╭──
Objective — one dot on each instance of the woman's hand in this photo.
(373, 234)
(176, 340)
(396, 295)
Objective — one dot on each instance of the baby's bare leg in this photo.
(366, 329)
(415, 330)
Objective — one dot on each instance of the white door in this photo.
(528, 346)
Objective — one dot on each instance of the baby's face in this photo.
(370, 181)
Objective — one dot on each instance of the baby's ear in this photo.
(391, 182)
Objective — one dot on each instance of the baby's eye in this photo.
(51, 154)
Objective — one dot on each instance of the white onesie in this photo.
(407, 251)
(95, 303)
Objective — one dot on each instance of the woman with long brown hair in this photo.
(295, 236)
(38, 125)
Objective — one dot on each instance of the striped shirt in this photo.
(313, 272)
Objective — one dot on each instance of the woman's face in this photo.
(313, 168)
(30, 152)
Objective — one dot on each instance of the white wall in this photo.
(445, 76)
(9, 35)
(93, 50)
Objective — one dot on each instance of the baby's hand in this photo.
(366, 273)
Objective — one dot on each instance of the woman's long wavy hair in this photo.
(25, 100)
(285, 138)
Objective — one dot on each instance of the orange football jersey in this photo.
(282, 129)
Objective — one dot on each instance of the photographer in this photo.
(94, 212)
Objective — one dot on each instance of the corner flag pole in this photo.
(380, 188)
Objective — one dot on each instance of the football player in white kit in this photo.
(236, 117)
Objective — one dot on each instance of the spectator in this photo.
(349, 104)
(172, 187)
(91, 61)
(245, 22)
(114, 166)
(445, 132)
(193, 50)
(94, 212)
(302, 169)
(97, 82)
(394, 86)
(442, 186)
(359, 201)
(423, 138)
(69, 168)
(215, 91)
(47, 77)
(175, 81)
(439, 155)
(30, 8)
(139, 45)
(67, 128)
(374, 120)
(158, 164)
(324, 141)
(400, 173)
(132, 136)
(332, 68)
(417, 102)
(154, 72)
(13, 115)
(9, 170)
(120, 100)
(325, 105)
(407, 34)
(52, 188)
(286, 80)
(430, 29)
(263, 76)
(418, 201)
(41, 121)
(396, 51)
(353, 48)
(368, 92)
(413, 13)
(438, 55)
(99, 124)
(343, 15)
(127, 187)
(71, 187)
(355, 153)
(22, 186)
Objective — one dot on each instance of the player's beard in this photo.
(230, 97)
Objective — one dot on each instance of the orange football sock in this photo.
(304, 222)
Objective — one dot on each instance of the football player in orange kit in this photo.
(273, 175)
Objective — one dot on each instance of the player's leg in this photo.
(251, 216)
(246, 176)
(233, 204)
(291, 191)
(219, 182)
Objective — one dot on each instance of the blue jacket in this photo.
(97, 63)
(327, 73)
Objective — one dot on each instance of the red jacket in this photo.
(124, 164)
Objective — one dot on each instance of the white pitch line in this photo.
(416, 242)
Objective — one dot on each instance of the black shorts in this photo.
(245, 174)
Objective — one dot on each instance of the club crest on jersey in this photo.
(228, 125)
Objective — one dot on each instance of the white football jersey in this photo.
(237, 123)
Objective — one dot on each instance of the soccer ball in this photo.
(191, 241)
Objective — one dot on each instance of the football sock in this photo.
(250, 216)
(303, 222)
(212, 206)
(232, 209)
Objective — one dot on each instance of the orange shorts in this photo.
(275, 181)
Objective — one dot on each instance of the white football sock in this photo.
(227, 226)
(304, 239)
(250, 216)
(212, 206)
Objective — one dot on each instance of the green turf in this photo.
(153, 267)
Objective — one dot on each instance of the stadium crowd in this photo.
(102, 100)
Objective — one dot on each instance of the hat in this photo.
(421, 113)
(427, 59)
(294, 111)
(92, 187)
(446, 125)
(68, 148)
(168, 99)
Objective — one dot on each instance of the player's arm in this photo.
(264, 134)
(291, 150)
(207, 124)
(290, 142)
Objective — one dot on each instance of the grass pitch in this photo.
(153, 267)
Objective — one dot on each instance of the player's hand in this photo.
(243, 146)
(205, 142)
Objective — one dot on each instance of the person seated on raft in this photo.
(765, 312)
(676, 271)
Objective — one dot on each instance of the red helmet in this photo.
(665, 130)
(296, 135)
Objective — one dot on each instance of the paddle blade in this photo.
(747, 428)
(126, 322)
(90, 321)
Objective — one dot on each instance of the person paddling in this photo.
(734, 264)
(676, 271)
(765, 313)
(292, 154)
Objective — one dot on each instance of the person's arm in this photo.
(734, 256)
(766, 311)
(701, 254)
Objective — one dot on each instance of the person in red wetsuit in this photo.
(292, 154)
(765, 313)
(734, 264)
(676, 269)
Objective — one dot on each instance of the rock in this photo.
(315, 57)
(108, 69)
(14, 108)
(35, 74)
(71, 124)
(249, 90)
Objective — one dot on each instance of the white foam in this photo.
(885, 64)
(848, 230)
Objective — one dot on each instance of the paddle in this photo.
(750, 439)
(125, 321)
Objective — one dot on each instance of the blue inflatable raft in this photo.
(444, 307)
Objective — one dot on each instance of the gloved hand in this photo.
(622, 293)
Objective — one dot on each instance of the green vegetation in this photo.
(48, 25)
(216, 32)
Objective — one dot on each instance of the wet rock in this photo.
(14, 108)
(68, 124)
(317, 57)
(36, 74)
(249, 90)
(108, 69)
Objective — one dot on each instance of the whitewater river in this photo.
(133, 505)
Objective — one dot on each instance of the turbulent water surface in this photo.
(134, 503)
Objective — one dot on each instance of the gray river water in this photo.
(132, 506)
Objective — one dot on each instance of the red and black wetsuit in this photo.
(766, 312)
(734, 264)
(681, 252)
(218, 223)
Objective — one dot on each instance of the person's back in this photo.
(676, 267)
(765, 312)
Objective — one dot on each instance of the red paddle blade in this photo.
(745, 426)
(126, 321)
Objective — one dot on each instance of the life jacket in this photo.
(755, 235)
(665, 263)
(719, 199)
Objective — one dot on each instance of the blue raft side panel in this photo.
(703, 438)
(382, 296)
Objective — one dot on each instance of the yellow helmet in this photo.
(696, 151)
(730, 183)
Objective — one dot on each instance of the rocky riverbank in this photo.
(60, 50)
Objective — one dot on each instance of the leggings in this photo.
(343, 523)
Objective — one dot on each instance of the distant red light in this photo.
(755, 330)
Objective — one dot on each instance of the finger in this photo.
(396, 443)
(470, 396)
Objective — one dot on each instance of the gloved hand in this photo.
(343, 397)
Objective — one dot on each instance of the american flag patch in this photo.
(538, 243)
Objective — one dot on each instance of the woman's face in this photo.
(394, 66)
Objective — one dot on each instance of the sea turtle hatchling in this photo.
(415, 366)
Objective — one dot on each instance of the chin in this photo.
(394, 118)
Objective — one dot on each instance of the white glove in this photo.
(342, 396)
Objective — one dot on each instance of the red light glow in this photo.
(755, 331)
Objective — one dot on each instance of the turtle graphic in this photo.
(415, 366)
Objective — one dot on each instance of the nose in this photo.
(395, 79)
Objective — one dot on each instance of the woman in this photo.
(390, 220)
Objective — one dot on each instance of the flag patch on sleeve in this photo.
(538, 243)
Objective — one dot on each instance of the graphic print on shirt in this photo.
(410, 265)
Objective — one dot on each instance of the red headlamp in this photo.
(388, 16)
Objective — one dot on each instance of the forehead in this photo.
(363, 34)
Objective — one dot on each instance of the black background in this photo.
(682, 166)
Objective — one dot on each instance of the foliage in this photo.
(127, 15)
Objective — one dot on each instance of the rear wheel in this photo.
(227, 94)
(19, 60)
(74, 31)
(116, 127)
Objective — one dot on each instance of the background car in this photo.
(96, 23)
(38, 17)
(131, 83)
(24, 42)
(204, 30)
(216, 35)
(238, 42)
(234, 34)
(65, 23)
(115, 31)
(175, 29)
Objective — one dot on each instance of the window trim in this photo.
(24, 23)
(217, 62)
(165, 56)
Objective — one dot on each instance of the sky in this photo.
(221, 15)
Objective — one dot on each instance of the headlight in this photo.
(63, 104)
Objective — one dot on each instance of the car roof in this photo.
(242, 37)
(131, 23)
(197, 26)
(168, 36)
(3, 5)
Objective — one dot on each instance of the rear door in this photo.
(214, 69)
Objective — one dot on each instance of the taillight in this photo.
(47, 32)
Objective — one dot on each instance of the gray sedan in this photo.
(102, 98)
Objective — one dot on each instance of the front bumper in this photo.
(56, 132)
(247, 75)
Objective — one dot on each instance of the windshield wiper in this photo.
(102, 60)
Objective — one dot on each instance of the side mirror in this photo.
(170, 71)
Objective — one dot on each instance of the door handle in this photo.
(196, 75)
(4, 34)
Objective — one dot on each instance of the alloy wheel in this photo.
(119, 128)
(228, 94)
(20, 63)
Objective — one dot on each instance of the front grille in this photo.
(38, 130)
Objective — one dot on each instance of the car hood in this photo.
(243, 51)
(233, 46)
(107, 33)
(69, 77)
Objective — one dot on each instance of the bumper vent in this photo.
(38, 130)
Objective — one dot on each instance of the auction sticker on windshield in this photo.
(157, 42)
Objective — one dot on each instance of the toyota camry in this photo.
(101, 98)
╰──
* WHAT THE TASK ASKS
Copy exactly the line containing "Objective — one dot on each instance of the toyota" and every line after it, ending with the last line of the records above.

* OUTPUT FOR THIS TASK
Objective — one dot on each instance of the toyota camry in this photo.
(101, 98)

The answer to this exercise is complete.